» PROMPT 1
Name every proper name in the forum post about Finley, including the username, the dog, the business and the town.

## start PROVIDED PASSAGE

# Update on Finley



## jennifernikki (Jul 8, 2010)

I took Finley to Top in Grayslake yesterday for an evaluation. The trainer was very knowledgeable. He seems to think that w/ the correct training on my part & Finleys part, he has the potential to be a great dog. He said a some of his aggression issues might be from the way I handle him. I hold his leash tight & close to me. He said this puts him in protective mode. When I should be holding it loose, with a quick pop to correct. Of course, thats not 100% of the reason he acts this way, but it made complete sense when he pointed it out. 
He gave a few options, one on one training or boot camp to mention a few.

I also took him for xrays today. I am completely shocked by the results. He has absolutely no signs of hip dysplasia. She said his hips actually look really healthy, The only thing going on is he has a small piece of bone floating around near his left hock. Which might be causing some discomfort. But she believes his aggression issues are strictly behavioral. 
So now, this just makes things harder. So, back to the drawing board on our options. i will keep you posted on our decision.

## end PROVIDED PASSAGE
## start PROVIDED INFORMATION

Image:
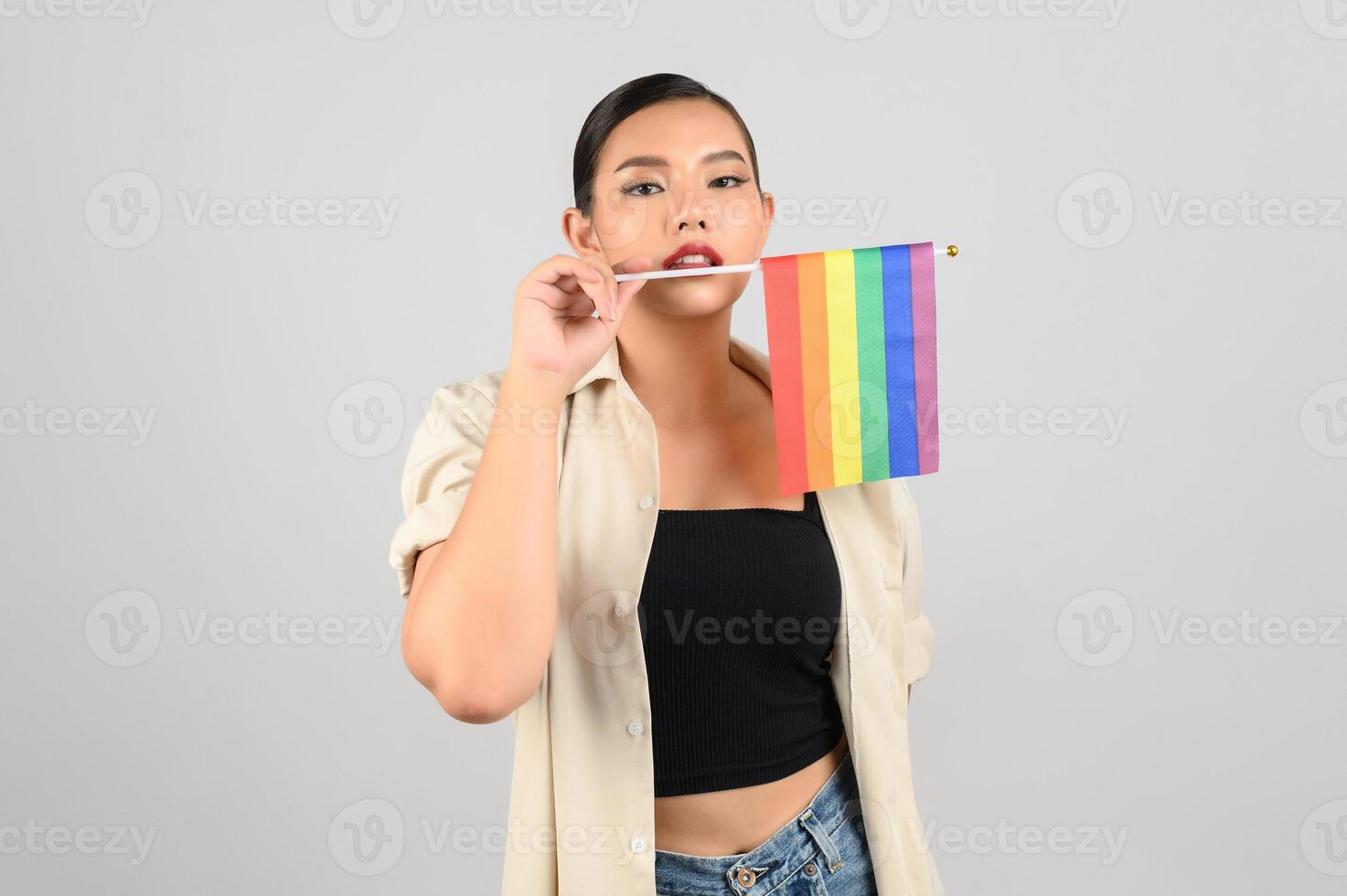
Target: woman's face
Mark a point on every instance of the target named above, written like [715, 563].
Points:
[674, 174]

## end PROVIDED INFORMATION

» PROMPT 2
In the record above, swap "woman's face" for "dog's head" and leave everything else the same. Don't include the picture.

» SOLUTION 1
jennifernikki, Finley, Top, Grayslake

» SOLUTION 2
Image:
Target: dog's head
Mark a point on every instance of the target named above, written like [715, 563].
Points:
[674, 174]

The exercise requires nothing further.